> [Data for this exercise]:
===

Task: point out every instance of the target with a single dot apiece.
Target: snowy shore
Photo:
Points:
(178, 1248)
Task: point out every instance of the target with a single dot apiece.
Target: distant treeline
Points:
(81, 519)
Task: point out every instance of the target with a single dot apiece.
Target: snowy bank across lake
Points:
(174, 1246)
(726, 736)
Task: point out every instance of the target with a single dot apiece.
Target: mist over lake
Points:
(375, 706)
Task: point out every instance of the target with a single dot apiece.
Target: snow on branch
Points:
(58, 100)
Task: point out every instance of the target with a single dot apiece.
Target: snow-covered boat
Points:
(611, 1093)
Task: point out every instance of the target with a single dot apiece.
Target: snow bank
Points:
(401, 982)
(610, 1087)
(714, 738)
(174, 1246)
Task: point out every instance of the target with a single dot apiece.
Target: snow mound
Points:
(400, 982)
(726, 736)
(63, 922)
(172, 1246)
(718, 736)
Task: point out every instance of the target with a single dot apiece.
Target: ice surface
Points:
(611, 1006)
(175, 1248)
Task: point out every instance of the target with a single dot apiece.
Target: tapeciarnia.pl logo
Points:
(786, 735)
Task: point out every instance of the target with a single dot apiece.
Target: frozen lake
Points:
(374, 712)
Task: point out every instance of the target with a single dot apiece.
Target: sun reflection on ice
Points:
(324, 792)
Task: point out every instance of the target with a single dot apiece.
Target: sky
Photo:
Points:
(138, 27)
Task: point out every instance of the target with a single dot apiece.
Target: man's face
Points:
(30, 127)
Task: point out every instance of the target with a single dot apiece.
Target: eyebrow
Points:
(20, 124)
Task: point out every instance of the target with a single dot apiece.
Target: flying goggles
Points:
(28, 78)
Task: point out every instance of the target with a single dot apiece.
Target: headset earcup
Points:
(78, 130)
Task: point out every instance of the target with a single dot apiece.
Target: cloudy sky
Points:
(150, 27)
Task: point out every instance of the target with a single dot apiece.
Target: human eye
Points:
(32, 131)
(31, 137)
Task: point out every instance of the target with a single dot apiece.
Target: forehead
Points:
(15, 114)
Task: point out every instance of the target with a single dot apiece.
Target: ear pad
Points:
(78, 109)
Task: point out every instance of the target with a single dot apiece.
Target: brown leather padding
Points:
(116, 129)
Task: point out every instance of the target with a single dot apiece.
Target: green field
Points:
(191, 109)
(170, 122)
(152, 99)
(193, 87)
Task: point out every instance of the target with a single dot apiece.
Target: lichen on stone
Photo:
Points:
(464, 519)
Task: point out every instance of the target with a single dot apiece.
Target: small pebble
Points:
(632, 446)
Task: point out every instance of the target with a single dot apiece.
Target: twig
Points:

===

> [What is needed]: From the first line to the last, please quote the material above exactly.

> [Result of the task]:
Task: point out every instance of the target with a single dot apiece.
Target: snowy shore
Photo:
Points:
(178, 1248)
Task: point out every instance of the target with a single dot apiece.
Target: distant treeline
Points:
(81, 519)
Task: point out every instance of the target with a single dot apiece.
Target: snowy bank across lake
Points:
(174, 1246)
(726, 736)
Task: point out every instance of the target with a single dot apiece.
Target: mist over lake
Points:
(375, 706)
Task: point out every instance of the target with a single dot apiece.
Target: snow on branch
Points:
(58, 100)
Task: point out every instance of the target with a single dot apiece.
Target: snow-covered boat
Points:
(611, 1093)
Task: point out every instance of the target with a single dot apiece.
Target: snow bank
Points:
(401, 982)
(610, 1087)
(714, 738)
(174, 1246)
Task: point out every instance of the target with a single dot apiece.
Target: snow mound
Points:
(400, 982)
(726, 736)
(63, 922)
(172, 1246)
(718, 736)
Task: point out every instance of the target with a single dot apiece.
Target: ice surface
Points:
(611, 1006)
(175, 1248)
Task: point out every instance of the target with a single dot apiece.
Target: tapeciarnia.pl logo
Points:
(786, 735)
Task: point out every instance of the target with a single dot apiece.
Target: frozen lake
Points:
(374, 712)
Task: point out every instance of the target with a single dot apiece.
Target: sun reflection on ice
Points:
(324, 792)
Task: point out every instance of the target with a single dot apiece.
Target: sky
Photo:
Points:
(138, 27)
Task: point out every instance of the target with a single dot apiece.
Target: man's face
Points:
(30, 127)
Task: point out every instance of the target with a single dot apiece.
Target: eyebrow
Points:
(20, 124)
Task: point out every instance of the target with a single dot apiece.
Target: flying goggles
Points:
(28, 78)
Task: point out every instance of the target with a single dot apiece.
Target: headset earcup
Points:
(78, 130)
Task: point out every instance of the target with a single dot apiece.
Target: cloudy sky
Points:
(150, 27)
Task: point out every instance of the target with a single dot apiece.
Target: human eye
Points:
(32, 131)
(31, 137)
Task: point out every instance of the target with a single dot apiece.
Target: forehead
Points:
(15, 114)
Task: point out every instance of the target with a single dot apiece.
Target: ear pad
Points:
(78, 109)
Task: point out every instance of the target with a single dot apiece.
Target: brown leather padding
Points:
(116, 129)
Task: point out every instance of the target with a single dot apiece.
Target: green field
Points:
(191, 109)
(170, 122)
(152, 99)
(193, 87)
Task: point out every instance of the target with a single dot apiece.
Target: lichen on stone
Photo:
Points:
(464, 519)
Task: point out every instance of the target with a single dot apiece.
Target: small pebble
Points:
(632, 446)
Task: point out every instance of the target with a single dot apiece.
Target: twig
Points:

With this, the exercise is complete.